Exercise requirements: Here are some entries; quote each one exactly.
--------------------------------------------------
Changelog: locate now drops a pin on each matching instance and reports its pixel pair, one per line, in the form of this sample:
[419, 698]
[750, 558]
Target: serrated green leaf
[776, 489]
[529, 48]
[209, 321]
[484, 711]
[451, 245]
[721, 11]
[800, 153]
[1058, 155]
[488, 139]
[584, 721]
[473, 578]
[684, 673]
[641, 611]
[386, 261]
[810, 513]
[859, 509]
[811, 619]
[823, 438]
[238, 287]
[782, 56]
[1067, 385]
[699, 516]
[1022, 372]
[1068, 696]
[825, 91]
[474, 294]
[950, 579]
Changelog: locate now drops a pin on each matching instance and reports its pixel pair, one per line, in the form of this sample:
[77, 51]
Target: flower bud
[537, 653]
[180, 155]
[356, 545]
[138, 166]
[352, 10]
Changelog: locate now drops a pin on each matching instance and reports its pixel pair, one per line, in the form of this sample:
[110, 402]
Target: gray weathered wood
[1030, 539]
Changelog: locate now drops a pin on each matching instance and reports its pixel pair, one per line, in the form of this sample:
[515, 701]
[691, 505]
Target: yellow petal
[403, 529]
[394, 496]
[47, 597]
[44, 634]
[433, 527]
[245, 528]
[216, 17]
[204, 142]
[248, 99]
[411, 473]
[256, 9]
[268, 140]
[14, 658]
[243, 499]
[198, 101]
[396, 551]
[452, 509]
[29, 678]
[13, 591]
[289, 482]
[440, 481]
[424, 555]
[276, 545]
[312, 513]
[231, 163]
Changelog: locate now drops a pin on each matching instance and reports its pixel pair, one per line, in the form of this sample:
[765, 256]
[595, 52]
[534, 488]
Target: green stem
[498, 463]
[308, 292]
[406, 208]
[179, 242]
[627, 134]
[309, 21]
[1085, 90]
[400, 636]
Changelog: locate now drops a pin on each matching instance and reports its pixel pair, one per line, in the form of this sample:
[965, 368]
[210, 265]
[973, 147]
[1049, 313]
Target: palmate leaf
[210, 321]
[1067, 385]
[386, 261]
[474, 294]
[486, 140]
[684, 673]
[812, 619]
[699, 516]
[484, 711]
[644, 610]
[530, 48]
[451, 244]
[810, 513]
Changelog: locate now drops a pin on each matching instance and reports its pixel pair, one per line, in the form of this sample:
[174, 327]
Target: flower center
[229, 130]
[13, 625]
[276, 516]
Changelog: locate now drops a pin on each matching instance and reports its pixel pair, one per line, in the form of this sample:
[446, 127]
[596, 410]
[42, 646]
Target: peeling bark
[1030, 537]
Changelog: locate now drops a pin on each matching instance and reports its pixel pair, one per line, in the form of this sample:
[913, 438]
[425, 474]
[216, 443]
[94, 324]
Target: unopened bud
--------------------------------------------------
Result for this task:
Changelog: locate now drops a pin on each matching instance and reports its pixel pair, one per line, in the form of this sample:
[419, 698]
[750, 558]
Target: serrated green leaf
[776, 489]
[529, 48]
[209, 321]
[484, 711]
[451, 245]
[721, 11]
[800, 153]
[1058, 155]
[488, 139]
[584, 721]
[473, 578]
[684, 673]
[641, 611]
[386, 261]
[810, 513]
[859, 509]
[811, 619]
[823, 438]
[238, 287]
[782, 56]
[1067, 385]
[699, 516]
[1022, 372]
[1068, 696]
[825, 91]
[474, 294]
[950, 579]
Changelog: locate now drops a pin on each matching instance and reports its pixel pair, one per line, in the form of this sample:
[77, 51]
Target: flower bud
[537, 653]
[180, 155]
[356, 545]
[138, 166]
[352, 10]
Changelog: locate now drops a pin on each matching instance and reports its pixel pair, one per line, in the form of this sample:
[110, 402]
Target: gray weathered wood
[1030, 539]
Changelog: locate now drops a pin on each matching instance and reports its pixel pair, one per line, in the form of this sample:
[515, 701]
[691, 505]
Target: yellow petal
[403, 529]
[394, 496]
[47, 597]
[44, 634]
[433, 527]
[245, 528]
[216, 17]
[204, 142]
[248, 99]
[411, 473]
[256, 9]
[268, 140]
[14, 658]
[243, 499]
[198, 101]
[396, 551]
[452, 509]
[29, 678]
[13, 591]
[289, 482]
[440, 481]
[424, 555]
[276, 545]
[312, 513]
[231, 163]
Changelog: locate now drops a pin on each matching instance and reports its pixel pair, one per line, in the form of this sample:
[765, 256]
[595, 52]
[534, 488]
Target: green stem
[498, 463]
[308, 292]
[406, 208]
[179, 242]
[627, 134]
[309, 21]
[1085, 90]
[400, 636]
Changelog: locate now drops a pin on each matching instance and reports its pixel pair, one per line, in the form of this sample:
[965, 368]
[210, 265]
[973, 147]
[1049, 313]
Target: palmate leaf
[210, 321]
[1067, 385]
[386, 261]
[474, 294]
[486, 140]
[684, 673]
[812, 619]
[699, 516]
[484, 711]
[644, 610]
[530, 48]
[451, 244]
[810, 513]
Changelog: locate now drops a pin on each matching instance and reports its pixel pair, one per line, in the form of this sample:
[174, 327]
Target: flower center
[229, 130]
[13, 625]
[276, 516]
Changelog: locate now drops a pin on each matching instance and reports its pixel pair, one per line, in the form of this sample:
[446, 127]
[596, 410]
[42, 646]
Target: peeling bark
[1030, 537]
Changelog: locate now drops a pin on each matching instance and reports its pixel pair, one per line, in the form of this sample:
[913, 438]
[425, 474]
[216, 443]
[94, 324]
Target: unopened bud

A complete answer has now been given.